● Stored rows:
────────────────────────────────────────

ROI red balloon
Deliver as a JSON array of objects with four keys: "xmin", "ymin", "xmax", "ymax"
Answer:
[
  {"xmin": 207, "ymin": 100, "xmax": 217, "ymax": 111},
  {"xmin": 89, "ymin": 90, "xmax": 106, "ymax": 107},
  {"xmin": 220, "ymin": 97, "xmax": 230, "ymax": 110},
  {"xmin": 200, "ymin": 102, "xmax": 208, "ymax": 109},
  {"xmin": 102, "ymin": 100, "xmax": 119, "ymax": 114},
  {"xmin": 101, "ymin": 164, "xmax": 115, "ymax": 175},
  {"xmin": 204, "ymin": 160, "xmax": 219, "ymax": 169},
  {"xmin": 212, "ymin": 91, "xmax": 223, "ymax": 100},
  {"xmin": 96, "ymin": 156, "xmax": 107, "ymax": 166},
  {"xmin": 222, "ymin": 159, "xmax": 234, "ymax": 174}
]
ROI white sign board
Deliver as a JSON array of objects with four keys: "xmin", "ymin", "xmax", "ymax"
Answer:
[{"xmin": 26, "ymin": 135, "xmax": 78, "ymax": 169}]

────────────────────────────────────────

● Written task:
Rewrite every line of the records above as a numbered list, skipping blank lines.

● The output:
1. ROI red balloon
2. Deliver as a JSON array of objects with four keys: "xmin", "ymin", "xmax", "ymax"
3. Answer:
4. [
5.   {"xmin": 207, "ymin": 100, "xmax": 217, "ymax": 111},
6.   {"xmin": 89, "ymin": 90, "xmax": 106, "ymax": 107},
7.   {"xmin": 220, "ymin": 97, "xmax": 230, "ymax": 110},
8.   {"xmin": 200, "ymin": 102, "xmax": 208, "ymax": 109},
9.   {"xmin": 102, "ymin": 100, "xmax": 119, "ymax": 114},
10.   {"xmin": 101, "ymin": 164, "xmax": 115, "ymax": 175},
11.   {"xmin": 204, "ymin": 160, "xmax": 219, "ymax": 169},
12.   {"xmin": 212, "ymin": 91, "xmax": 223, "ymax": 100},
13.   {"xmin": 96, "ymin": 156, "xmax": 107, "ymax": 166},
14.   {"xmin": 222, "ymin": 159, "xmax": 234, "ymax": 174}
15. ]
16. ROI white sign board
17. Deliver as a JSON array of objects with four keys: "xmin", "ymin", "xmax", "ymax"
18. Answer:
19. [{"xmin": 26, "ymin": 135, "xmax": 78, "ymax": 169}]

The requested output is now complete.